§ **Work task**:
Reproduce each line below without any alteration.

§ **Material for this task**:

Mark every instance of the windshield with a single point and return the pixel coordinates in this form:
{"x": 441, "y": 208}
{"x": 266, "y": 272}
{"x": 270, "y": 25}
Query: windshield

§ **Response to the task**:
Mark every instance of the windshield with a single point and return the pixel coordinates in this form:
{"x": 441, "y": 208}
{"x": 266, "y": 272}
{"x": 270, "y": 25}
Query: windshield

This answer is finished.